> [Consigna]:
Reproduzca el texto sobre Onetti desde "A Onetti le" hasta "Stein, Bergner, Frieda.", ambos incluidos, y sustituya "noruego" por "escandinavo".

> [Fragmento del texto]:
──────────
A Onetti le atraían lo germano y lo nórdico. Desde sus cuentos de los años 30 aparecen menciones al parque berlinés Unter der Linden y las ametralladoras Schneider, y también observaciones sobre las coincidencias del español y el alemán en las palabas “ya” y “ja”. Su admiración por el noruego Knut Hamsun tal vez se transfiguró en los nombres de dos daneses: Kirsten (de “Esbjerg, en la costa”) y sobre todo, el “juntacadáveres” Larsen, uno de sus personajes clave. Además, a lo largo de toda su obra hay desperdigados otros apelativos alemanes, como Gunz, Kunz, Specht, Stein, Bergner, Frieda.

En 1955 Onetti publica “La vida breve”, en la que crea la ciudad de Santa María, y allí de alguna manera condensa muchos de sus intereses temáticos. Lo germánico desemboca entonces en la formación de una “colonia suiza” adyacente a Santa María. Ésta sería “una pequeña ciudad colocada entre un río y una colonia de labradores suizos”, escribe Onetti. Las primeras referencias a estos helvéticos los muestran en la cervecería Berna, situada en la plaza de Santa María: “Volvían a cantar abajo, cubriendo la música del acordeón”, dice Brausen, el narrador. Su interlocutor comenta: “Cuando había guerra [...] ¿Nunca oíste? En el Loeffler tocaban esto” y más adelante agrega: “Pero éstos son suizos y se terminó la guerra”.
──────────
> [Extracto de datos]:
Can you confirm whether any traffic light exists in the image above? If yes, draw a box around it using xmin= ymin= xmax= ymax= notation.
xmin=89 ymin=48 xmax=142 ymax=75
──────────
> [Resultado]:
A Onetti le atraían lo germano y lo nórdico. Desde sus cuentos de los años 30 aparecen menciones al parque berlinés Unter der Linden y las ametralladoras Schneider, y también observaciones sobre las coincidencias del español y el alemán en las palabas “ya” y “ja”. Su admiración por el escandinavo Knut Hamsun tal vez se transfiguró en los nombres de dos daneses: Kirsten (de “Esbjerg, en la costa”) y sobre todo, el “juntacadáveres” Larsen, uno de sus personajes clave. Además, a lo largo de toda su obra hay desperdigados otros apelativos alemanes, como Gunz, Kunz, Specht, Stein, Bergner, Frieda.